**Listed records**
-*-*-

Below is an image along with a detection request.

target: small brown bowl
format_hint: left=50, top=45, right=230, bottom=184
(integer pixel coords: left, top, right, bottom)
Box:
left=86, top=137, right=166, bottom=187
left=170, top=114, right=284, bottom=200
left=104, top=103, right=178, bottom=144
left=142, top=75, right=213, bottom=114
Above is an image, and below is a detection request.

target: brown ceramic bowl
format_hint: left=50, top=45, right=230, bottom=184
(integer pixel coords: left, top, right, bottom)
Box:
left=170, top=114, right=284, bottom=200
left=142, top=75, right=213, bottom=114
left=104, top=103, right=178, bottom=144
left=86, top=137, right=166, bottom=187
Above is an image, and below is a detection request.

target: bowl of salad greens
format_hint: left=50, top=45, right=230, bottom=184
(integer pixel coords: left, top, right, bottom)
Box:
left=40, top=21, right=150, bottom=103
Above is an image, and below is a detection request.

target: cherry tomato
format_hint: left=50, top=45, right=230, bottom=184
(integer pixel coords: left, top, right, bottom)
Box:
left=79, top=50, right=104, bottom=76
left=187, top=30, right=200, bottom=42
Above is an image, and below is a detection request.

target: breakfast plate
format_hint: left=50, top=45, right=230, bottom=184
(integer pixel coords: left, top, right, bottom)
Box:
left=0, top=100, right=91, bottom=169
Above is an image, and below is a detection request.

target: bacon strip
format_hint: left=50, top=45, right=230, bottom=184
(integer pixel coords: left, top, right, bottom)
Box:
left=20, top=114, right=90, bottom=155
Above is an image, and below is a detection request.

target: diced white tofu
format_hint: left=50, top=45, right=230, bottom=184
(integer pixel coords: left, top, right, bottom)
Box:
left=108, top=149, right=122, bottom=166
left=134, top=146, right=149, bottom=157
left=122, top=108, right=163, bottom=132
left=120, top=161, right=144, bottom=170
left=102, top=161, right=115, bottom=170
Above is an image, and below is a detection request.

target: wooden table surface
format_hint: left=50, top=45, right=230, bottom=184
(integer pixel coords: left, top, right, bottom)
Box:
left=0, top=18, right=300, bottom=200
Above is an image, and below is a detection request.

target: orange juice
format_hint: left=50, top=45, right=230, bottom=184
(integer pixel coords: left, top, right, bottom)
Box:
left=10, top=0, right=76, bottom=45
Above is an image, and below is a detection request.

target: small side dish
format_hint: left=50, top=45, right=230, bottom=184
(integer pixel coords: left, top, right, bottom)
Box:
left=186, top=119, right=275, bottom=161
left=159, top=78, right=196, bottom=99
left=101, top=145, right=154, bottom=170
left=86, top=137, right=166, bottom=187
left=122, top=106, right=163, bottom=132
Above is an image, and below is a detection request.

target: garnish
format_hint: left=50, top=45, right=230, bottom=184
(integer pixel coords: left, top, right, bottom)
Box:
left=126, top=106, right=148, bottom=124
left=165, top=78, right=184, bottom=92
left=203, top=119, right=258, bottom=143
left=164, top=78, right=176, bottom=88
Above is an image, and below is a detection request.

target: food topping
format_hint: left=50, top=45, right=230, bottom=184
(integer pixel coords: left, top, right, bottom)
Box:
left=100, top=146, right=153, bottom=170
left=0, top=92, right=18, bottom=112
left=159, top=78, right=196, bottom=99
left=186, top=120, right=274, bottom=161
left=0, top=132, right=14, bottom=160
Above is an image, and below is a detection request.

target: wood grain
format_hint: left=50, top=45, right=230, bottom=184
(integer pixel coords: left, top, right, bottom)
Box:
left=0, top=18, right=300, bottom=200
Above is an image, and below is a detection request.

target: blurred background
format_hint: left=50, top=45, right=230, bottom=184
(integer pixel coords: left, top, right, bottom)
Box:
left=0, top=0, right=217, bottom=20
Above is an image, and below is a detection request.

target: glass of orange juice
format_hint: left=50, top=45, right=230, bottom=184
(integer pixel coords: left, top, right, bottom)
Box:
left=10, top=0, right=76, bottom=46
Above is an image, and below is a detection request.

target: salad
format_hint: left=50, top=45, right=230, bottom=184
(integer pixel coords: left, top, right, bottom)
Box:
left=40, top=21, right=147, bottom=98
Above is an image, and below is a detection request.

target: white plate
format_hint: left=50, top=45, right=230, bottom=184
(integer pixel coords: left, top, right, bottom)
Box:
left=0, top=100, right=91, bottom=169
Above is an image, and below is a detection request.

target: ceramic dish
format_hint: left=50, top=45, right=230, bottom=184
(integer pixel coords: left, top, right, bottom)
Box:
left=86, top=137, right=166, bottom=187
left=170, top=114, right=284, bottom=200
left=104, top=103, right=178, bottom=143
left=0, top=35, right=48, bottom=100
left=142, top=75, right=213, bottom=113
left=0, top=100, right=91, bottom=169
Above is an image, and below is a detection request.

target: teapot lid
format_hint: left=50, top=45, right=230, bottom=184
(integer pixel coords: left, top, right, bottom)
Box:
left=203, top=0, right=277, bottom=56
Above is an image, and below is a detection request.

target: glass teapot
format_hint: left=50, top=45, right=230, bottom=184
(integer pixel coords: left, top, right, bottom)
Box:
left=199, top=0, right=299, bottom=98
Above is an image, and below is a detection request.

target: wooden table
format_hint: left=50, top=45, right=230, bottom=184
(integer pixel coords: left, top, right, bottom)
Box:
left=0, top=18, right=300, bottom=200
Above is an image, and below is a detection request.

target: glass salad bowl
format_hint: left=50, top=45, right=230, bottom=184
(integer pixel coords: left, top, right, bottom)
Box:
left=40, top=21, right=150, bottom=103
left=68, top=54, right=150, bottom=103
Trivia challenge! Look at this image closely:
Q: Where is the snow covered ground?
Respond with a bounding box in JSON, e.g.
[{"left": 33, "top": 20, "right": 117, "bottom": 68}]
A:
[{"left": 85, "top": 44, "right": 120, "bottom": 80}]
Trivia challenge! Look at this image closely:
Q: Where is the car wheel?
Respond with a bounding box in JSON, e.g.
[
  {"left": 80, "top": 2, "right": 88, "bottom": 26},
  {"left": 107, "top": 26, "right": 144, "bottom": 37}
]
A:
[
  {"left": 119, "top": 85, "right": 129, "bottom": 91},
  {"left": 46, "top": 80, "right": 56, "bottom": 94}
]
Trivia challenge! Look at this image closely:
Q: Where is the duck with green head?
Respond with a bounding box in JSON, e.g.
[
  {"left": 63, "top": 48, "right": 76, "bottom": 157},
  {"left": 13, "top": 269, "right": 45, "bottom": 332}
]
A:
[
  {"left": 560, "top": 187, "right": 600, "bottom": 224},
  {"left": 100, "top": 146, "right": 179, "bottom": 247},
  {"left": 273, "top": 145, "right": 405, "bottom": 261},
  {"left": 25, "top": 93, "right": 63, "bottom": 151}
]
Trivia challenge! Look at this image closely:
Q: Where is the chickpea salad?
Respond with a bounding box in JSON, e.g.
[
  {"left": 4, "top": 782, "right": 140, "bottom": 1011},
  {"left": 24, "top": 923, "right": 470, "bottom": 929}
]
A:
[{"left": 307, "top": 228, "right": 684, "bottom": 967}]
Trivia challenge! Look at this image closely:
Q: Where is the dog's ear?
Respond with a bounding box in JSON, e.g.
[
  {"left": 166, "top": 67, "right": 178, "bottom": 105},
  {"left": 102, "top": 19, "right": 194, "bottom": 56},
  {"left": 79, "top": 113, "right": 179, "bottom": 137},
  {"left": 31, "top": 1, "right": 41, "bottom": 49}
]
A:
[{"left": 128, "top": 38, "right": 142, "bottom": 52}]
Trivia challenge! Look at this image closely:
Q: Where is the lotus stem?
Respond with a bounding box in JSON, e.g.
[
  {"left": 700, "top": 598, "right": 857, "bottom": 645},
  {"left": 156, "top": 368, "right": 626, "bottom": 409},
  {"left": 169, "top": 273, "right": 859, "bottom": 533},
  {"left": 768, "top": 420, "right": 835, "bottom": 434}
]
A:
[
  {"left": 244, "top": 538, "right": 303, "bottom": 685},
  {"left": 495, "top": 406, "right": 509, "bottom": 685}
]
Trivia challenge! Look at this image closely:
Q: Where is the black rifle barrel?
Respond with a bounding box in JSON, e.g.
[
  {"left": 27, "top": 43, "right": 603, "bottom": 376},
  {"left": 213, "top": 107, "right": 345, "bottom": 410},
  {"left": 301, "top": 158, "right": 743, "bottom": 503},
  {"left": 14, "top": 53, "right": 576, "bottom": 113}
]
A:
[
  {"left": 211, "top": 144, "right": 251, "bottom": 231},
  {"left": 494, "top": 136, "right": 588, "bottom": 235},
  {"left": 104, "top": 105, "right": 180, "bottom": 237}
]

-*-*-

**Problem to work on**
Starting at the first item and ending at the line containing "left=20, top=114, right=90, bottom=155", express the items as a two-column CSV with the header item_text,answer_text and one row per item. Put each item's text and its answer each in a single quoted field, with line breaks replaced by spaces.

**Final result**
item_text,answer_text
"Below is an image along with a detection request. target: small brown bowl format_hint: left=50, top=45, right=230, bottom=184 (integer pixel coords: left, top, right, bottom) Box:","left=86, top=137, right=166, bottom=187 left=170, top=114, right=284, bottom=200 left=104, top=103, right=178, bottom=144 left=142, top=75, right=213, bottom=114"
"Above is an image, and below is a detection request. target: brown ceramic bowl format_hint: left=50, top=45, right=230, bottom=184 (integer pixel coords: left, top, right, bottom) Box:","left=170, top=114, right=284, bottom=200 left=142, top=75, right=213, bottom=114 left=104, top=103, right=178, bottom=144 left=86, top=137, right=166, bottom=187"
"Above is an image, and below is a detection request. target: bowl of salad greens format_hint: left=50, top=45, right=230, bottom=184 (integer pixel coords: left, top, right, bottom) Box:","left=40, top=21, right=150, bottom=103"
"Above is an image, and below is a detection request. target: cherry tomato format_hint: left=50, top=45, right=230, bottom=184 (integer pixel coords: left, top, right, bottom) Box:","left=79, top=50, right=104, bottom=76 left=187, top=30, right=200, bottom=42"
"Above is an image, and below is a detection request. target: breakfast plate format_hint: left=50, top=45, right=230, bottom=184 (integer pixel coords: left, top, right, bottom) Box:","left=0, top=100, right=91, bottom=169"
"Above is an image, and below is a detection request. target: bacon strip format_hint: left=50, top=45, right=230, bottom=184 (integer pixel coords: left, top, right, bottom) Box:","left=20, top=114, right=90, bottom=155"